** Begin **
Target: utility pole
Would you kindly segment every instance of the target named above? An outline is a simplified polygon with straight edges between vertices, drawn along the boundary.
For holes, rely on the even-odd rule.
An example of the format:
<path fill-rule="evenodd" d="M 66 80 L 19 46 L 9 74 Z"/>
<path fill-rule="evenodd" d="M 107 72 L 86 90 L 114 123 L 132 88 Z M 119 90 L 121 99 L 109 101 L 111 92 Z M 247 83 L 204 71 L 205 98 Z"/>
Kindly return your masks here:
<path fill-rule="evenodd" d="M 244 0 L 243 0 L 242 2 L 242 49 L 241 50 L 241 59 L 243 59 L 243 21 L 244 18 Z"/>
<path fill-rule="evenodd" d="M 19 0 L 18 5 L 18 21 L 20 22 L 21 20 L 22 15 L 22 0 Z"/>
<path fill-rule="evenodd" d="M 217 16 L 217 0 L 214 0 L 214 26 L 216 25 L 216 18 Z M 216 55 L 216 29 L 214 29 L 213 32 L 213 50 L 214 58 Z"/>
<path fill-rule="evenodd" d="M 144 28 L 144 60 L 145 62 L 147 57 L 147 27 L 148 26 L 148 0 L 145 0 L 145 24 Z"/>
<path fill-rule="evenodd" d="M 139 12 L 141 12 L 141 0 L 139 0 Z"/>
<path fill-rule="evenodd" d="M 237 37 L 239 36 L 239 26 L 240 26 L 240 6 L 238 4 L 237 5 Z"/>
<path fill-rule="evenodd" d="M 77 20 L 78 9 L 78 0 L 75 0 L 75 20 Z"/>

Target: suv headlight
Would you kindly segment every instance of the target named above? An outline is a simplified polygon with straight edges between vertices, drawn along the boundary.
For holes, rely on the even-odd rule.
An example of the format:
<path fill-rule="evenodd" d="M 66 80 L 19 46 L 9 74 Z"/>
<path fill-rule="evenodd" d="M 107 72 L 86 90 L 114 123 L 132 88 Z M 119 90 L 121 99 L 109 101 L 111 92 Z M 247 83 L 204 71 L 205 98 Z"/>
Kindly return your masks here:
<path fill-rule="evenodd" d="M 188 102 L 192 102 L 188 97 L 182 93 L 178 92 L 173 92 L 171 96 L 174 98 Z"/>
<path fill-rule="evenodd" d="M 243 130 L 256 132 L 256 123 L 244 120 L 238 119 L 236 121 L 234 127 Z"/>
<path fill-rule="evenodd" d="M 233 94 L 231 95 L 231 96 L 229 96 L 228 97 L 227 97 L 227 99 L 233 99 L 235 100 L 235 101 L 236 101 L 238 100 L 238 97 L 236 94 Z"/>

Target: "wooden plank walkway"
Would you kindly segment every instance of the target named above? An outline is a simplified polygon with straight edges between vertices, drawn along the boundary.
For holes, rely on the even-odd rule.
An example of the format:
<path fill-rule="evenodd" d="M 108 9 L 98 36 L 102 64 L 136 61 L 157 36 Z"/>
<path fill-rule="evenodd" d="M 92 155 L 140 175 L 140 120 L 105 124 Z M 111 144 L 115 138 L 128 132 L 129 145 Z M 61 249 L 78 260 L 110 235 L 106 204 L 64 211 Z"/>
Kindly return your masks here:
** End **
# What the task requires
Rewrite every line of the data above as a numbered list, leaving out the blank lines.

# Solution below
1. Target: utility pole
2. Would you kindly segment every instance of the target named above? An outline is a simplified polygon with straight edges between vertices, drawn along the boundary.
3. For holes, rely on the even-odd rule.
4. An example of the format:
5. <path fill-rule="evenodd" d="M 66 80 L 19 46 L 9 74 Z"/>
6. <path fill-rule="evenodd" d="M 107 72 L 86 90 L 114 123 L 132 88 Z M 119 90 L 121 99 L 109 101 L 111 92 Z M 247 83 L 204 71 L 205 98 Z"/>
7. Kindly return your masks here:
8. <path fill-rule="evenodd" d="M 244 0 L 243 0 L 242 2 L 242 49 L 241 50 L 241 59 L 243 59 L 243 21 L 244 18 Z"/>
9. <path fill-rule="evenodd" d="M 19 0 L 18 5 L 18 21 L 20 22 L 21 20 L 22 15 L 22 0 Z"/>
10. <path fill-rule="evenodd" d="M 217 16 L 217 0 L 214 0 L 214 26 L 216 25 L 216 18 Z M 216 55 L 216 29 L 214 29 L 213 32 L 213 50 L 214 58 Z"/>
11. <path fill-rule="evenodd" d="M 144 28 L 144 60 L 145 62 L 147 57 L 147 27 L 148 26 L 148 0 L 145 0 L 145 24 Z"/>
12. <path fill-rule="evenodd" d="M 139 12 L 141 12 L 141 0 L 139 0 Z"/>
13. <path fill-rule="evenodd" d="M 237 37 L 239 36 L 239 26 L 240 26 L 240 6 L 238 4 L 237 5 Z"/>
14. <path fill-rule="evenodd" d="M 77 20 L 78 9 L 78 0 L 75 0 L 75 20 Z"/>
15. Target: suv headlight
16. Would you kindly segment every instance of the target named above? An outline is a simplified polygon with straight edges between vertices, drawn along the boundary.
17. For holes, rely on the even-odd rule.
18. An example of the format:
19. <path fill-rule="evenodd" d="M 66 80 L 19 46 L 9 74 Z"/>
20. <path fill-rule="evenodd" d="M 107 72 L 86 90 L 114 123 L 132 88 Z M 119 90 L 121 99 L 109 101 L 111 92 Z M 247 83 L 204 71 L 205 98 Z"/>
21. Kindly return your masks here:
22. <path fill-rule="evenodd" d="M 188 102 L 192 102 L 188 97 L 182 93 L 178 92 L 173 92 L 171 96 L 174 98 Z"/>
23. <path fill-rule="evenodd" d="M 243 130 L 256 132 L 256 123 L 244 120 L 238 119 L 236 121 L 234 127 Z"/>
24. <path fill-rule="evenodd" d="M 233 94 L 231 95 L 231 96 L 229 96 L 228 97 L 227 97 L 227 99 L 233 99 L 235 100 L 235 101 L 236 101 L 238 100 L 238 97 L 236 94 Z"/>
25. Target: "wooden plank walkway"
26. Would you kindly segment every instance of the target named above? An outline is a simplified polygon with straight edges between vertices, drawn along the boundary.
27. For holes, rely on the even-odd rule.
28. An example of the format:
29. <path fill-rule="evenodd" d="M 108 9 L 98 36 L 102 64 L 136 61 L 157 36 Z"/>
30. <path fill-rule="evenodd" d="M 92 155 L 140 175 L 140 120 L 105 124 Z M 111 144 L 115 138 L 128 132 L 129 145 Z M 61 249 L 78 260 L 110 235 L 106 204 L 64 211 Z"/>
31. Kindly return your masks here:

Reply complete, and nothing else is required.